Instructions:
• a. According to the WTO news report, why does Ngozi Okonjo-Iweala say "we cannot afford to do business as usual"? Answer in one to three sentences.
• b. Sum up the WTO news report in two sentences.
• c. In the WTO news report, in which city was the WTO's annual public forum held?

WTO Director-General Ngozi Okonjo-Iweala

(Singapore, 28/09/2022) The World Trade Organisation’s (WTO) chief warns that the world is heading towards a global recession due to multiple colliding crises.

WTO Director-General Ngozi Okonjo-Iweala said Russia-Ukraine war, the climate crisis, food prices and energy shocks, plus the aftermath of the Covid-19 pandemic, were creating the conditions for a world recession.

“Now, we have to weather what looks like an oncoming recession,” she told the opening of the WTO’s annual public forum in Geneva.

“I think a global recession, that’s what I think we are edging into. But at the same time, we have to start thinking of the recovery. We have to restore growth.”

She noted that the World Bank and the International Monetary Fund had both downgraded global growth forecasts, while indicators on trade numbers were “not looking too good”.

Okonjo-Iweala added: “We have security shocks, we have climate shocks, we have energy shocks, we have food price shocks, and all of this hitting countries at the same time, so we cannot afford to do business as usual.”

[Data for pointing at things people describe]
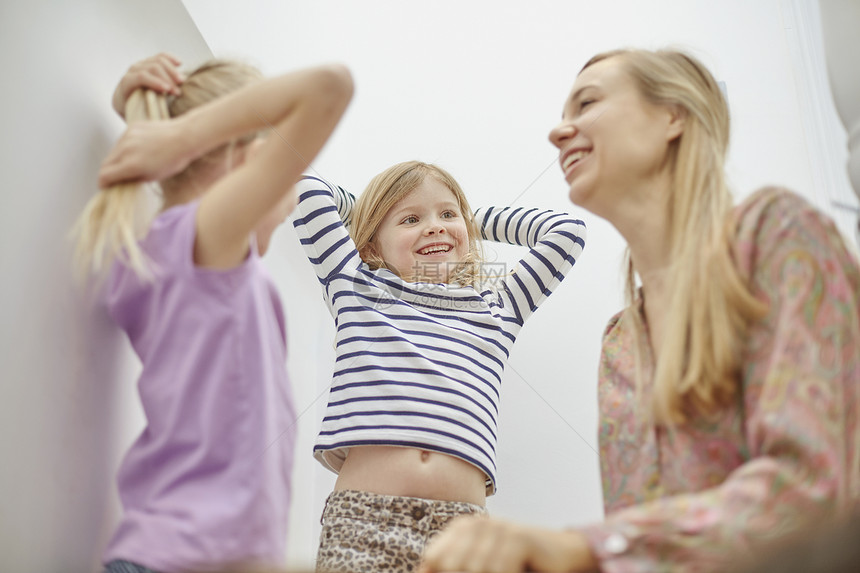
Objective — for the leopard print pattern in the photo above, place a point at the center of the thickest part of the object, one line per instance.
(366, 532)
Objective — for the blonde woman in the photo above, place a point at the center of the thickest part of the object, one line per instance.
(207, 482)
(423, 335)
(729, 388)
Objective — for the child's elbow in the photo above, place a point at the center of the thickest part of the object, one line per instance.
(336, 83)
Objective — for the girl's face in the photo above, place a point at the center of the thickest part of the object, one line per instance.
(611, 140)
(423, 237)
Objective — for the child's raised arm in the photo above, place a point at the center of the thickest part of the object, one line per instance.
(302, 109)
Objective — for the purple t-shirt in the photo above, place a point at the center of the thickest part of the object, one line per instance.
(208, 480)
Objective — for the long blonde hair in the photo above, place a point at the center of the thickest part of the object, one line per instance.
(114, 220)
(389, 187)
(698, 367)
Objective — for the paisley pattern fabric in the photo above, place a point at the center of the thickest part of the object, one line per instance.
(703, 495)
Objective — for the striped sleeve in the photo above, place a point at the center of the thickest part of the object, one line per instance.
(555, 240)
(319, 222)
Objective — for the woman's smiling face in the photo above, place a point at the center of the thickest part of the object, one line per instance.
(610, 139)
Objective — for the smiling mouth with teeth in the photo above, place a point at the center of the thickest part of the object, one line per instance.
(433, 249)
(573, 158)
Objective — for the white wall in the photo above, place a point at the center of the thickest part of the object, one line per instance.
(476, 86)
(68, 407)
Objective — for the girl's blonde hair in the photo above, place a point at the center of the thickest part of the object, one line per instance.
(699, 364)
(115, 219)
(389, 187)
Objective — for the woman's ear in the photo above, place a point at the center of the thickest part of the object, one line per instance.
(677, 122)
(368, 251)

--

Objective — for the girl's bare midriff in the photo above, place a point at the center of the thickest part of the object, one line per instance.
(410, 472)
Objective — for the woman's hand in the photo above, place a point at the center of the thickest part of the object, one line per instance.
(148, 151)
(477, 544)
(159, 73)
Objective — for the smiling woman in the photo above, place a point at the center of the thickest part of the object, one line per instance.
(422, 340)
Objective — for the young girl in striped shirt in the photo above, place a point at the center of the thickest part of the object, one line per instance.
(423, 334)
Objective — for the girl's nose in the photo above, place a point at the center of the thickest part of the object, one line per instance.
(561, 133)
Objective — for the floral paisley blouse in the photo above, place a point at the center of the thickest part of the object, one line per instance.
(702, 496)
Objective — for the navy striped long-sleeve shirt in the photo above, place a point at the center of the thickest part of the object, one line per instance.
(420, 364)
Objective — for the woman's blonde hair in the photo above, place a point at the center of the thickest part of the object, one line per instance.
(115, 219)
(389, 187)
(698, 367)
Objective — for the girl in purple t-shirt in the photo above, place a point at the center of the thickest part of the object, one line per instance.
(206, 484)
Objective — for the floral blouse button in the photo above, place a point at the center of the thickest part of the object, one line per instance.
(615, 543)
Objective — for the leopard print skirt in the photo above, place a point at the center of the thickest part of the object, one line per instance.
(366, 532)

Expected responses:
• a. She says it because security, climate, energy, and food price shocks are all hitting countries at the same time.

• b. WTO Director-General Ngozi Okonjo-Iweala warned that the world is edging into a global recession, driven by the Russia-Ukraine war, the climate crisis, food prices and energy shocks, and the aftermath of the Covid-19 pandemic. She noted that the World Bank and the International Monetary Fund had both downgraded global growth forecasts, and said that countries must also start thinking about recovery and restoring growth.

• c. Geneva.